▶ [SHORT TASK]:
Write out exactly the lines running from the one that contains "knee in this photo." through the end of the material.

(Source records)
* * * * * * * * *
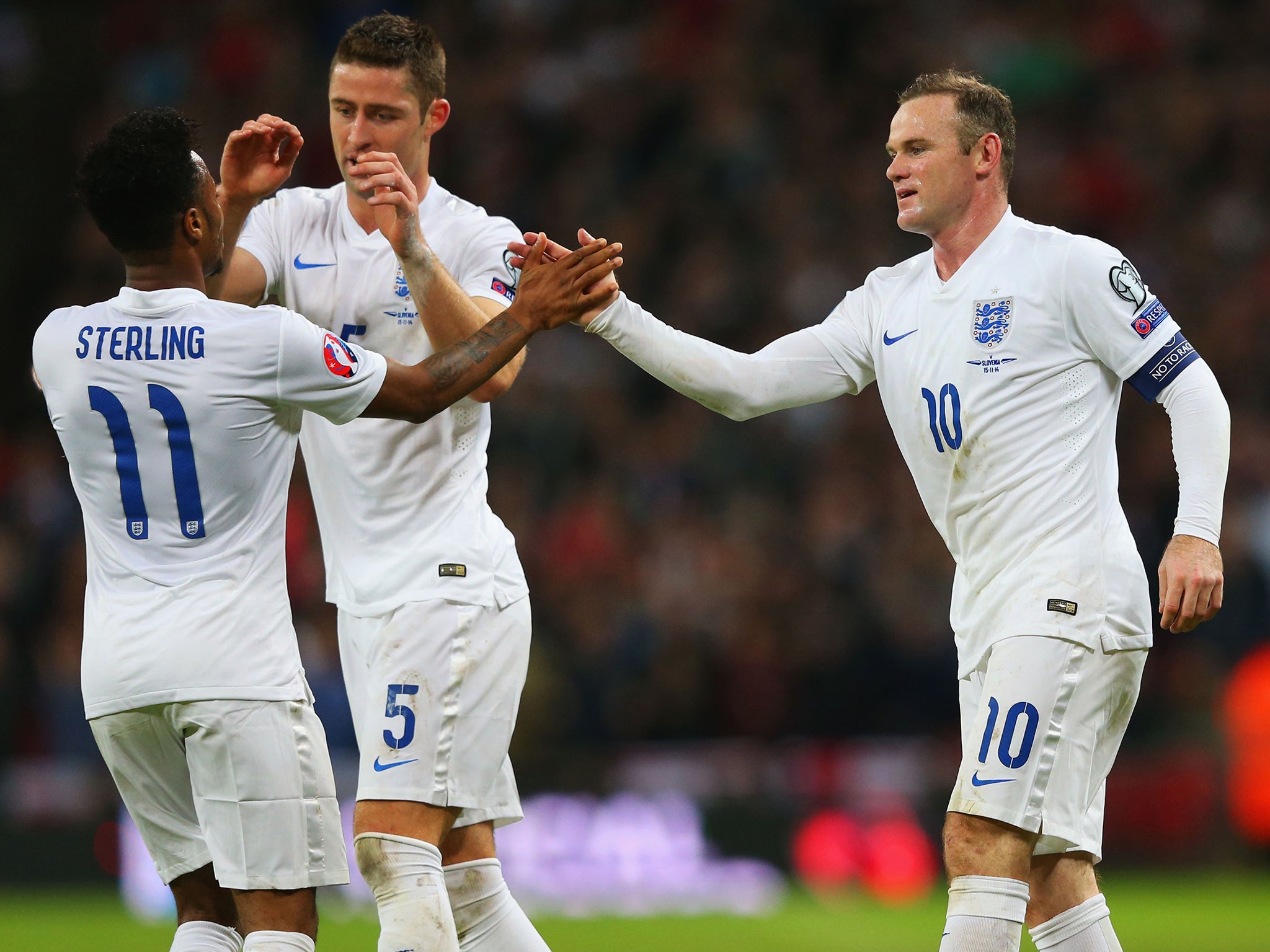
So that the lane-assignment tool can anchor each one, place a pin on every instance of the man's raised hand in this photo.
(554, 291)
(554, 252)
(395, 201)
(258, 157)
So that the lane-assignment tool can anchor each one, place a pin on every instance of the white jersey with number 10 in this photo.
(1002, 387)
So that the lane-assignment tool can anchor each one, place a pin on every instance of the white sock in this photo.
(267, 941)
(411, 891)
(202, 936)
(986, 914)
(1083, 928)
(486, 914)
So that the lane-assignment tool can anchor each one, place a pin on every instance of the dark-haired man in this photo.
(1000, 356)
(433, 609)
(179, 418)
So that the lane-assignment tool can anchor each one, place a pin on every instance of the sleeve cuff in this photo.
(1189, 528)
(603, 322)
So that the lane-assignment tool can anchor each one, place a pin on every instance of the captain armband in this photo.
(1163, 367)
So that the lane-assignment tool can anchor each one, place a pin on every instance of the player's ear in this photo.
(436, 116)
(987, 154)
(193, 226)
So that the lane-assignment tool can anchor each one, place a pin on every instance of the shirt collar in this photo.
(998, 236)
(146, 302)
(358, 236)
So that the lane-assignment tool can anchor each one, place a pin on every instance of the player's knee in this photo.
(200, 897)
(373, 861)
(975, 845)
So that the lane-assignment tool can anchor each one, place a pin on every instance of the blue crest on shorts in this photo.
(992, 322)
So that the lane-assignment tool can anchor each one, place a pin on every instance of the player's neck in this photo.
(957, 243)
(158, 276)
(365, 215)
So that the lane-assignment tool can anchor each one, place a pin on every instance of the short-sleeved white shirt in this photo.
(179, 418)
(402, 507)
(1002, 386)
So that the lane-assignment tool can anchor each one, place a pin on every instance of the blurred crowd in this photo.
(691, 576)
* * * * * * * * *
▶ [ANSWER FOR THIS EXERCISE]:
So that the lane-assignment tool can anchor each one, place a pin on every instance of the player's knee in this photo.
(200, 897)
(373, 861)
(975, 845)
So that the lane-assignment tool can anchor each one, place a pin on every instance of the blue crest on shorts in this photo.
(992, 322)
So that the lane-assignment tool can anchor each one, place a pin on every instance of the player's neck in this photo.
(957, 243)
(158, 276)
(365, 215)
So that the lane-assignment tool can anchor each one, place a pin on every instance of the short-sleeved white shirt in this photo.
(179, 418)
(402, 507)
(1002, 386)
So that the lane-assignment tool can anchor each one, place a pin on every instance of the blurred crowd in this photo.
(691, 576)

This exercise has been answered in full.